作業指示 A – 『養老先生、病院へ行く』の感想文では、中川先生はどういう人物として紹介されていますか。
作業指示 B – 『養老先生、病院へ行く』の感想文を、最後の文に続けて書き進めてください。

課題文 –
§

ぱこといいます(仮)

特定的な情報(人物描写など)は意図的に情報が改変されています

『養老先生、病院へ行く』 養老 孟司 (著), 中川 恵一 (著) ヤマザキマリ

 

 

この本を買った経緯は少し屈折しています。

 

うちの相方が強烈な病院嫌いなのでがん検診も受けないし健康診断も 3.11 以降行かなくなってしまって、それが嫌だったので自分は立ち読みでもともとこの本はある程度読んでいたのに知らないふりをして養老先生好きの相方に

 

「こんな本あるけど、おもろいかな~?」

 

と声をかけて興味を持たせてみようと企んだのが、始まりです。

 

幸い、この画策は功を奏して、相方は興味を持って読んでくれました。

 

 

うちの相方の価値観は「正直がんとか言われて生きていけない。だから、健康診断も検診も受けない。そうなったらそうなった時そのまま人生が終わってほしい」というスタンスです。

 

わりと明言されることはないですけど、今の世の中でそういう人は少なくないのかな、って気もしますが…うちの相方の場合は、そもそも前向きな価値観で生きているわけではないから、こういう発言になるんだろうなって気はしています。

 

 

一方、自分はこの本を読んだら、相方に感化されていた部分も大きかったんですが「がん検診くらいは受けるかあ」という気持ちになりました。

 

中川先生(養老先生の弟子であり、現東京大学医学部の医師)の説明が真摯で、納得いくものだったからです。

 

曰く、「がん検診でがんが見つかった人の場合は助かる率は低くない」「現代医療においては先生様の御診察という形にならなくなった代わりに、統計的なデータを使用することで画一的ではあるものの、進歩した治療を行えるようになった」というものです。

 

言えば養老さんの医学界から発しているメッセージの真逆に近いです。中川先生ははっきり書かないものの、結構な…

 

結構な(言葉を選んでる)…イヤミ…いや、まあ…いややっぱりあれはイヤミだな…イヤミを養老さんに向けてちょびっとちょびっと書いています。この本はほとんどが往復書簡のような本なので、それを養老さんと中川さんがニコニコやりとりできているのがすごいです(これは本当に。お二人とも器が大きい)。

 

養老さんは亡くなった飼い猫まるちゃんの死に向かっていった時のけっこうな動物病院での治療についてや、ご自身の病院の治療の件でも矛盾しているようでしていないようにも見えます。

§

データ –
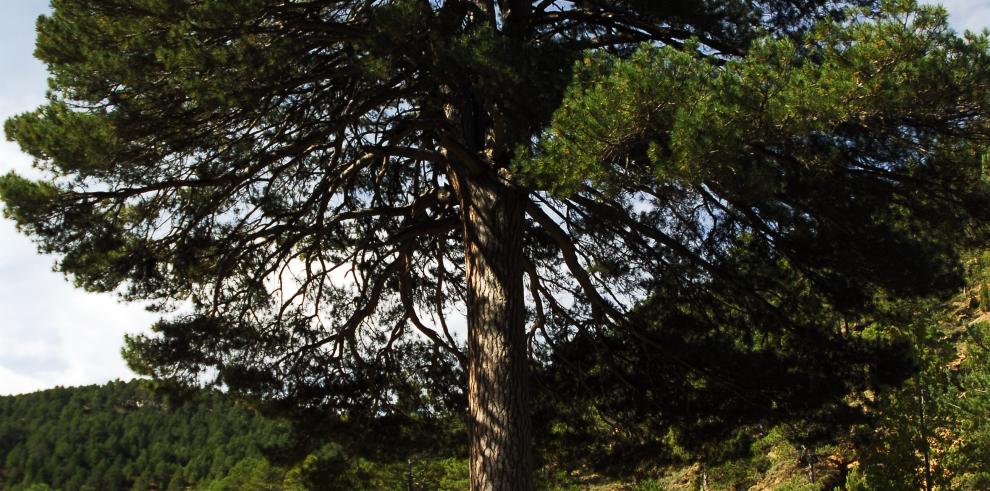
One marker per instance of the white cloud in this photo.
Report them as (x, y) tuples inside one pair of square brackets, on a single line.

§

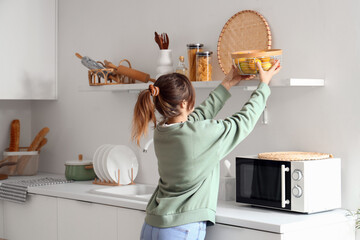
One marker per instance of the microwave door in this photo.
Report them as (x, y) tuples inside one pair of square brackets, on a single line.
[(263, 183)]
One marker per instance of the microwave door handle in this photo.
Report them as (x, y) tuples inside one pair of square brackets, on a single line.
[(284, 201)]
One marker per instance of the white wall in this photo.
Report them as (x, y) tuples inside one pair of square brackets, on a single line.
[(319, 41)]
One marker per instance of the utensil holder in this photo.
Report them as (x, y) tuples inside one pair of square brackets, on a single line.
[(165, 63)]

§

解答欄 A – 養老先生の弟子であり、現東京大学医学部の医師です。

解答欄 B –
でも、これは本の中でも書かれているように矛盾しているというよりは、そんなの人は場面で考えも意見も見える態度も変わりますよと言う話で、パコとしてはそれは理解できる気がします。論理一本一徹で生きる人間なんて、そらあいないでしょう。

 

とはいえ読んでると中川先生はそこらへんがこの本の中で、正直はっきりさせてほしいところだったんだな、と思います。

 

なんせうちの相方のように、世のお年寄りやおじさんおばさんの結構な数の人が「養老さんが言っているし、私も俺もがん検診なんて別に受けなくてもしかたない」みたいな態度をとる根拠としているところがあるからです。

 

それも本の中で触れられていて、中川さんとしてはまあやんわりと「でもがん検診で見つかれば結構な人が治療できて、その後も長く生きられるのだからそっちの方がやっぱり死というものを真っ向つけられた時に、正直後悔しちゃったりするもんですよ」とメッセージを出しています。

 

中川先生は糖尿病患者でも「甘い物食べたいときはある程度食べてもしかたない」という結構な余裕をもって患者を診る方でもあるので、説得力がある気がします。

 

うちの相方はこの本読んでもまあ…あんまり変わらなかったですが、元々「いざとなったら世の中からはやはり冷遇されるゲイとしてはどうする?」っていう話も先延ばしにする人なので、半分諦めつつ付き合って、がん検診くらいはいつか行くようになってくれたらええなあ、くらいに考えています。

 

人がやいのやいの言うてもしかたないですからねえ、こういうのは。

 

まずは自分ががん検診に行かないといけませんねえ。相方に「それでがんが見つかったらどうするんだ」と詰められましたが、まあそりゃあそのために検診受けるわけですし、覚悟決めてまずは自分が検診になれていこうと思います。